* _Named-object pointing records_:
-- -- --

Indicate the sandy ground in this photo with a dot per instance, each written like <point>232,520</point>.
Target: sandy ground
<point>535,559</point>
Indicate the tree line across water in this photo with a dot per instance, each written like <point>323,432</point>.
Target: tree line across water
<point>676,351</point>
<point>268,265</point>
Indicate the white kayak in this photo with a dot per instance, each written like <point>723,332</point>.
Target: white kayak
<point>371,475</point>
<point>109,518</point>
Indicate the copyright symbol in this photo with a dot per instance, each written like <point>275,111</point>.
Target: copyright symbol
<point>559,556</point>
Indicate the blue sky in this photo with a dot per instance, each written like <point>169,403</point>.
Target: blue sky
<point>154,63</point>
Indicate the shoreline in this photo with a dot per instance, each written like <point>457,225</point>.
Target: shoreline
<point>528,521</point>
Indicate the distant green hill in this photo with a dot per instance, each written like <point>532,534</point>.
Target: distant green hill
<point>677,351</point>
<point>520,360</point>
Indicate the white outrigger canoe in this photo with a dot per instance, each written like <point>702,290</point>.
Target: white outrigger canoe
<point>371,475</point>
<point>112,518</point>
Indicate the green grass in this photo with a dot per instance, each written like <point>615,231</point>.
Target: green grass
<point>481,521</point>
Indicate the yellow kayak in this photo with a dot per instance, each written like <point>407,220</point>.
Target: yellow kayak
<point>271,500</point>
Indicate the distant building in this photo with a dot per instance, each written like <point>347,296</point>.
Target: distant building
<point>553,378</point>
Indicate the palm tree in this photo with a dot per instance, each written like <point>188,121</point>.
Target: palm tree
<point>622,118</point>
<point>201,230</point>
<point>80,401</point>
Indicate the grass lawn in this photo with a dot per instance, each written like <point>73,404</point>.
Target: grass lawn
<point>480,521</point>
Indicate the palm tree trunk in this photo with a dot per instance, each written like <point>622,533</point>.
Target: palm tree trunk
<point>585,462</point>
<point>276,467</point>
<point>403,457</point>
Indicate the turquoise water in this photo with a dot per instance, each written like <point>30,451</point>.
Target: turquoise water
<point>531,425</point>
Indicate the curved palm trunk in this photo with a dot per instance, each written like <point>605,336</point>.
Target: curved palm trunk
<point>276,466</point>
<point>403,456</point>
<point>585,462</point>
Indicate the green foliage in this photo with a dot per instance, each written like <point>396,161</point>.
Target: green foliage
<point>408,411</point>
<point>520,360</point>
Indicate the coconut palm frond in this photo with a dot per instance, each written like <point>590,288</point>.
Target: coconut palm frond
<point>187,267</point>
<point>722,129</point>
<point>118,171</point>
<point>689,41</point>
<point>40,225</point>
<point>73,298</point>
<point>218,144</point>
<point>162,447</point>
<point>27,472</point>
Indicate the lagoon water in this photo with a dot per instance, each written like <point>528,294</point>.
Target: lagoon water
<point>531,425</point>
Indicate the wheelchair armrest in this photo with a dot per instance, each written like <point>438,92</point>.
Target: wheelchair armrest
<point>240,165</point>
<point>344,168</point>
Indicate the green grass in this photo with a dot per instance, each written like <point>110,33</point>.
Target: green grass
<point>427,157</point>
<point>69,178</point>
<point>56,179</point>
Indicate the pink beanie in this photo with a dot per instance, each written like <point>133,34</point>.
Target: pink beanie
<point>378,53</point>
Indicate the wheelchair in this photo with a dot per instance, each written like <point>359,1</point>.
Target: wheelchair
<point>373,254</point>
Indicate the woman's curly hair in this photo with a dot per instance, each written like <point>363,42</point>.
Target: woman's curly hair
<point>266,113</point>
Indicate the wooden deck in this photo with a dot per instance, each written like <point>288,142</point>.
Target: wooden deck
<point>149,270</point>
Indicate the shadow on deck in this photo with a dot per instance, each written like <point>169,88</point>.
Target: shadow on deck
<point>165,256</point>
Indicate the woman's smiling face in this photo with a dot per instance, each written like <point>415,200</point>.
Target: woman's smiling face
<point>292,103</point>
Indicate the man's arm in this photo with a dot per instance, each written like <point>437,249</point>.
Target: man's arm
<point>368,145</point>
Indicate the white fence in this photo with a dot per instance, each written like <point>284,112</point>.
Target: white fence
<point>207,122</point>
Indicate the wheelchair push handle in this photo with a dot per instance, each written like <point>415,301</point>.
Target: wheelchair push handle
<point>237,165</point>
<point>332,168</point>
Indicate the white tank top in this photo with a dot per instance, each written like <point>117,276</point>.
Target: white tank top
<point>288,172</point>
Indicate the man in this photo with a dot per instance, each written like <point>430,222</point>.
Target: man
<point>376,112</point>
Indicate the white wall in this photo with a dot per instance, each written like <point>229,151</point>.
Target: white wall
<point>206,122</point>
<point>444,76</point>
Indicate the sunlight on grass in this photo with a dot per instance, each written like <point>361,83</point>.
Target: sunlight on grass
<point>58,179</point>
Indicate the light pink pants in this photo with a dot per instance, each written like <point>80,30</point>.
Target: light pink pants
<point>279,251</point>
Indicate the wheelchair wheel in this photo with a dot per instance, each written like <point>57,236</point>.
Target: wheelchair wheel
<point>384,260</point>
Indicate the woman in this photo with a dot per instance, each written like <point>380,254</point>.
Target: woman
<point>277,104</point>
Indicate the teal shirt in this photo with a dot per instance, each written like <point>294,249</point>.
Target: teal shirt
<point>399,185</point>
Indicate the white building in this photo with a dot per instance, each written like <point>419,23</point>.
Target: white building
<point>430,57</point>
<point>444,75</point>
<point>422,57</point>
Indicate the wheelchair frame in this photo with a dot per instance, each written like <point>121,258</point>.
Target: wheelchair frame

-- -- --

* _YOUR OBJECTIVE_: Convert the lines from the line with "Indicate the shoreline" up to and including the line with "<point>481,521</point>" into a Markdown table with the columns Row and Line. Omit any blank lines.

* _SOLUTION FOR THIS PROBLEM_:
| Row | Line |
|---|---|
| 1 | Indicate the shoreline in this photo with a dot per instance, each written like <point>457,225</point>. |
| 2 | Target: shoreline |
| 3 | <point>528,521</point> |
| 4 | Indicate the distant green hill in this photo with a dot per instance, each written like <point>532,534</point>. |
| 5 | Target: distant green hill |
| 6 | <point>677,351</point> |
| 7 | <point>520,360</point> |
| 8 | Indicate the white outrigger canoe in this photo with a dot per instance, each written like <point>702,290</point>. |
| 9 | Target: white outrigger canoe |
| 10 | <point>371,475</point> |
| 11 | <point>112,518</point> |
| 12 | Indicate the green grass in this photo with a dot per instance, each written like <point>615,231</point>. |
| 13 | Target: green grass |
| 14 | <point>481,521</point> |